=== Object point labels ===
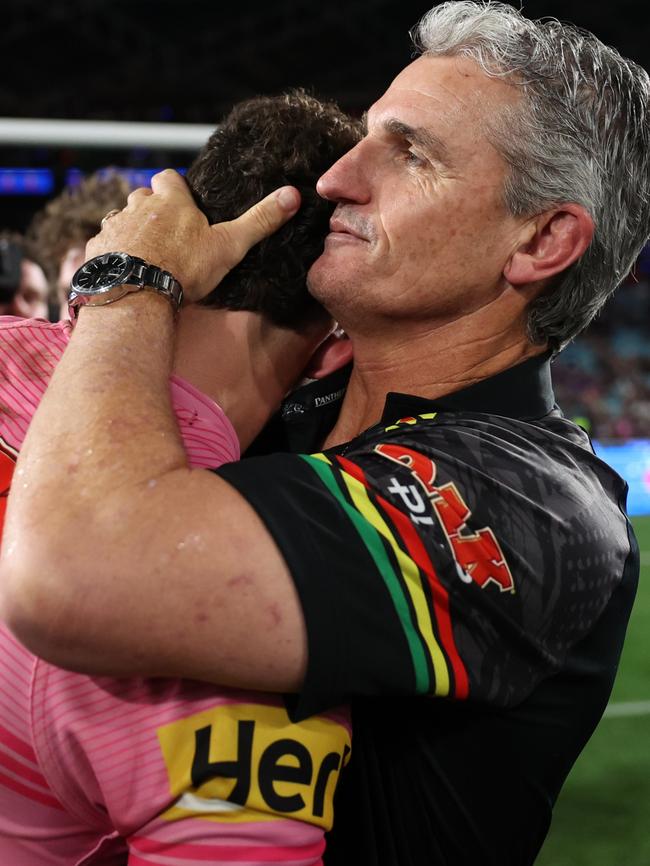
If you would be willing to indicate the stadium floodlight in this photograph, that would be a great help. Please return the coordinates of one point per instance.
(103, 133)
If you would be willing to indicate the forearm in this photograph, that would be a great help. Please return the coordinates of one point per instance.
(117, 558)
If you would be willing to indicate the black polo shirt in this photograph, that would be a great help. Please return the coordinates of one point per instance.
(466, 571)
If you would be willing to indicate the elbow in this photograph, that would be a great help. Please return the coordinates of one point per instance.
(32, 608)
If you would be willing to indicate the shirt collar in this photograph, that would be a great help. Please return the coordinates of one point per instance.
(524, 391)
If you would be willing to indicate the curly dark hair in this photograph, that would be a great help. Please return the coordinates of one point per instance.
(262, 144)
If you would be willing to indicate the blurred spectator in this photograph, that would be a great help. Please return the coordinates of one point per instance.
(602, 380)
(61, 230)
(23, 286)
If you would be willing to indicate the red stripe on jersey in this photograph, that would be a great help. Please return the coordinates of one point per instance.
(30, 793)
(422, 559)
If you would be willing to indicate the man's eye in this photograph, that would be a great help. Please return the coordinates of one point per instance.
(413, 158)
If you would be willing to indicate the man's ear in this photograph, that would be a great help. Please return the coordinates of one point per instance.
(332, 354)
(554, 240)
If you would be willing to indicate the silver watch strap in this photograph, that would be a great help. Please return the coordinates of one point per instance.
(162, 282)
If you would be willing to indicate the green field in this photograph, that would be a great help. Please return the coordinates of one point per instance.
(603, 815)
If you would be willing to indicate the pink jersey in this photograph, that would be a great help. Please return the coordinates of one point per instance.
(95, 770)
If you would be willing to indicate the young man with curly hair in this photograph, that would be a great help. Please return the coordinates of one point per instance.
(169, 770)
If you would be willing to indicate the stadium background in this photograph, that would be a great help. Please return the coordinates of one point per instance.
(169, 62)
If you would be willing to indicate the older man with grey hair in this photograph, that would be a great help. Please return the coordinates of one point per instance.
(451, 556)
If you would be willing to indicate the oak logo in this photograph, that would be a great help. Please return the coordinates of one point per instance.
(248, 762)
(478, 554)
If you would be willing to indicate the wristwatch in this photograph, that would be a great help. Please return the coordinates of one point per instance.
(105, 279)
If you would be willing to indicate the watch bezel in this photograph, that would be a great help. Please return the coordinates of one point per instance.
(105, 287)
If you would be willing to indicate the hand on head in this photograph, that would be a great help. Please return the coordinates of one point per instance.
(163, 226)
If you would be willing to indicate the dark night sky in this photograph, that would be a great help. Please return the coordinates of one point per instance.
(143, 59)
(190, 61)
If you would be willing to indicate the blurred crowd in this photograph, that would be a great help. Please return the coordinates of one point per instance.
(602, 379)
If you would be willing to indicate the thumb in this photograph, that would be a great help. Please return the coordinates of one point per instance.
(258, 222)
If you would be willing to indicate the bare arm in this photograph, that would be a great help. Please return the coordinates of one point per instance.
(117, 557)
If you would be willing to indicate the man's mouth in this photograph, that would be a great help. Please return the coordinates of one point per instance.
(342, 231)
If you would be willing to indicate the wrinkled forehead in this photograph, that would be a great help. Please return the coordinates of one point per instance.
(449, 94)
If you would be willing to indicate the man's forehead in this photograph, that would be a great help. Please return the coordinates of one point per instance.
(447, 87)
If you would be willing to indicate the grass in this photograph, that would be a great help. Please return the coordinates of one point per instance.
(602, 817)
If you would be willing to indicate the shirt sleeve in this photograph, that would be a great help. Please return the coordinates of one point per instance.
(450, 565)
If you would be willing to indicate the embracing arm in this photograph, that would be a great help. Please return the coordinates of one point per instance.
(117, 558)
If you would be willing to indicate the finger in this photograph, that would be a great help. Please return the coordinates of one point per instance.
(258, 222)
(138, 194)
(170, 182)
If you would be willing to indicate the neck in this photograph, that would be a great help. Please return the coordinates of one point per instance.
(242, 362)
(428, 360)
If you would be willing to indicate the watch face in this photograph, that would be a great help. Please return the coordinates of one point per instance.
(102, 272)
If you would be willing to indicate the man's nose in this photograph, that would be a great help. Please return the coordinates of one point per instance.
(346, 180)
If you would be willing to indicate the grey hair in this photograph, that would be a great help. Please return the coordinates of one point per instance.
(580, 133)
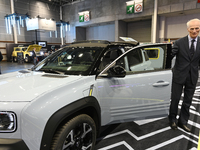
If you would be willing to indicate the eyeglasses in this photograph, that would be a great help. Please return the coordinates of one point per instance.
(192, 29)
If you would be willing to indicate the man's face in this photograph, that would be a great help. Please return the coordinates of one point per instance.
(193, 29)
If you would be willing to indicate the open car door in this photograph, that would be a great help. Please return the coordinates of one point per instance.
(134, 87)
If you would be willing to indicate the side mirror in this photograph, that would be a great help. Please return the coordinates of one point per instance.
(117, 71)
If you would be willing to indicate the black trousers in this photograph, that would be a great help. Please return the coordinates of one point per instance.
(177, 89)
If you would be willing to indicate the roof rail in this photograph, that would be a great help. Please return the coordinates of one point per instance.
(92, 41)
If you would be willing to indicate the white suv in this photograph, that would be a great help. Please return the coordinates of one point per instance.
(64, 101)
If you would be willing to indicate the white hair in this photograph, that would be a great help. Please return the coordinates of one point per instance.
(188, 23)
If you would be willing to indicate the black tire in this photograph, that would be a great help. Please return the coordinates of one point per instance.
(77, 134)
(27, 59)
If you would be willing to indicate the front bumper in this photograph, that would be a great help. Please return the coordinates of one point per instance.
(13, 144)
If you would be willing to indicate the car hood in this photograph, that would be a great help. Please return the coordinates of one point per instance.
(26, 85)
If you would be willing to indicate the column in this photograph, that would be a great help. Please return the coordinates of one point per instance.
(154, 22)
(14, 26)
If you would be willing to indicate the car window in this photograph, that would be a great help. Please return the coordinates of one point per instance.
(109, 57)
(143, 59)
(17, 49)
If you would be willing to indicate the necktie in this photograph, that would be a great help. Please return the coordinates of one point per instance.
(192, 48)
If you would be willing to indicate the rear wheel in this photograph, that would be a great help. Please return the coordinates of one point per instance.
(77, 134)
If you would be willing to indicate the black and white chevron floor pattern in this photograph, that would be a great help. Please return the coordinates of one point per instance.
(154, 134)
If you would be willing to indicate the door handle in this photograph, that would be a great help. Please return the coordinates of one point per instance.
(160, 84)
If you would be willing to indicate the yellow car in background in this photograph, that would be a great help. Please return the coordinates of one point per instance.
(27, 52)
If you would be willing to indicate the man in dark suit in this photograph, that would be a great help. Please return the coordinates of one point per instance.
(185, 74)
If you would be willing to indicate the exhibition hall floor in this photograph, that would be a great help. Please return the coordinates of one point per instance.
(149, 134)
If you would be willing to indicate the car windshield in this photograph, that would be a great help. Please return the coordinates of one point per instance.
(71, 60)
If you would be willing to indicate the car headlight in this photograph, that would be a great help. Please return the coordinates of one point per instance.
(7, 122)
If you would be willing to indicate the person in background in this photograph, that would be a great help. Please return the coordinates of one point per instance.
(34, 57)
(1, 58)
(185, 74)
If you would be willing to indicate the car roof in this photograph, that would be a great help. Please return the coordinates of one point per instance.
(100, 43)
(87, 45)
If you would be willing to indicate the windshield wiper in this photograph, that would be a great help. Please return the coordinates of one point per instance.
(52, 71)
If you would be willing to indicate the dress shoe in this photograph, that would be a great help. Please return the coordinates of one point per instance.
(173, 125)
(184, 127)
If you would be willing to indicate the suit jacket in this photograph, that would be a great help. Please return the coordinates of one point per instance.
(185, 64)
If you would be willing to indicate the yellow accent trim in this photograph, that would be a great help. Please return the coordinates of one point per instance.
(153, 49)
(90, 92)
(199, 143)
(146, 99)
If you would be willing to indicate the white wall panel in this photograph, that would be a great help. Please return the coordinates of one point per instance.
(103, 32)
(140, 30)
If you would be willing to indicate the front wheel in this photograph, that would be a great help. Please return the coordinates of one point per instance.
(77, 134)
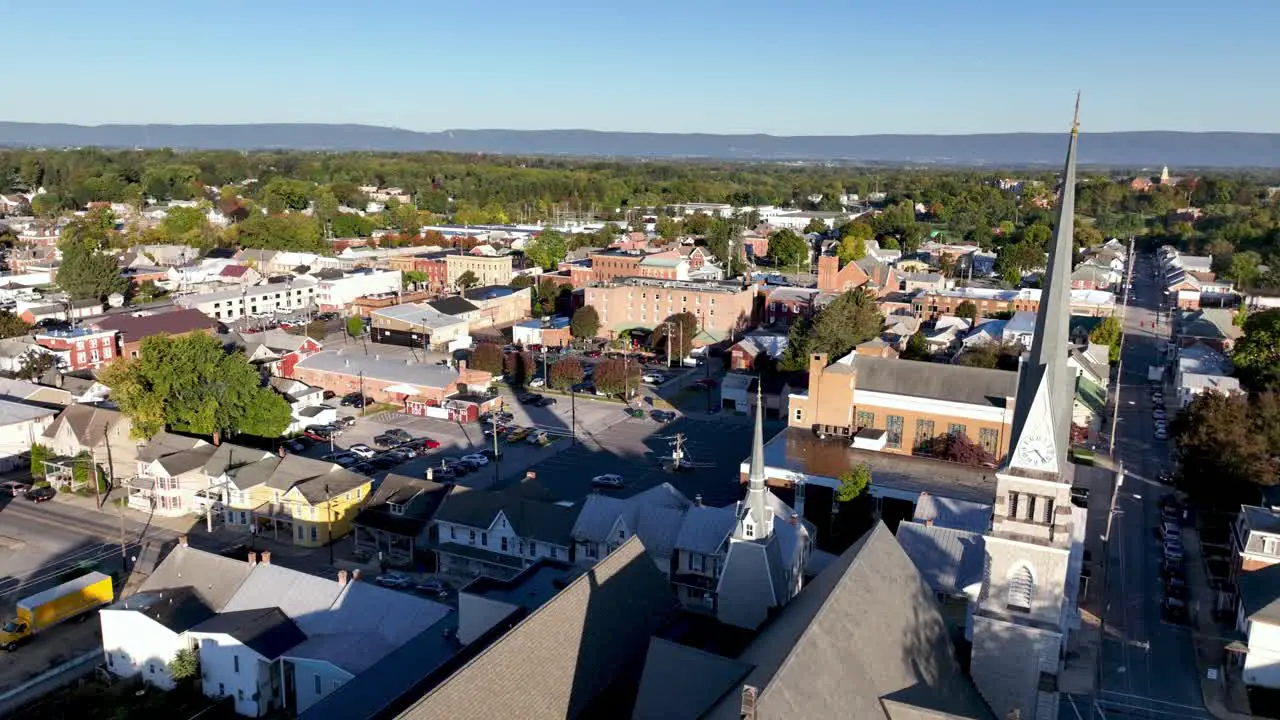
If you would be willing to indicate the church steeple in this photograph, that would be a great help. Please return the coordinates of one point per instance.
(1042, 411)
(758, 515)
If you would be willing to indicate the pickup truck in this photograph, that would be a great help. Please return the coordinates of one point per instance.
(73, 598)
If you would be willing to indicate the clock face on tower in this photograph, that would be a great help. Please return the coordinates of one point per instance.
(1036, 451)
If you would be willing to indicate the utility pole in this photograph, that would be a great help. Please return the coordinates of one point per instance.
(1115, 408)
(329, 519)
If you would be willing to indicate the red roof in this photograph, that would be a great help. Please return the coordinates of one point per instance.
(176, 322)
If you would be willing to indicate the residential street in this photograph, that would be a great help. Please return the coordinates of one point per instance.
(1148, 666)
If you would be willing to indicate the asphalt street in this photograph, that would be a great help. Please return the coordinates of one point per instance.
(1148, 666)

=== What to produce ===
Beginning with the line that contains "If you would be willing to indicate the church", quote each line exactly through the last line of the entries above, and nothing beyond them.

=== Exercise response ===
If you would be willing to indicate the church steeple in this photograph, that would be a great help. Please return the coordinates of one point per instance.
(1042, 411)
(758, 515)
If you would be willing to indicate the pickup truck in this photograph, that would be a great help. Please return the coordinates of one point per instance.
(73, 598)
If you would be willing to indicate the clock face on tower in this photograph, that would be a great help. Please return the coordinates of one point per instance.
(1036, 451)
If you would be willing to indicate the utility pole in this photograph, that would be a great help. Please return the coordinates of one point per instance.
(1115, 408)
(329, 519)
If you would be willing to indicate the red roof in this photograph, that would be a great help. Please return the coordinates of one point per instance.
(176, 322)
If you would be willing to indicate the residential street in this photograph, that would be a great help. Please return the coordinates of one point per instance.
(1148, 666)
If you would be willing to indicate the asphalt street in this photograph, that would be a great help. Please return the coordinates of one point per instance.
(1148, 666)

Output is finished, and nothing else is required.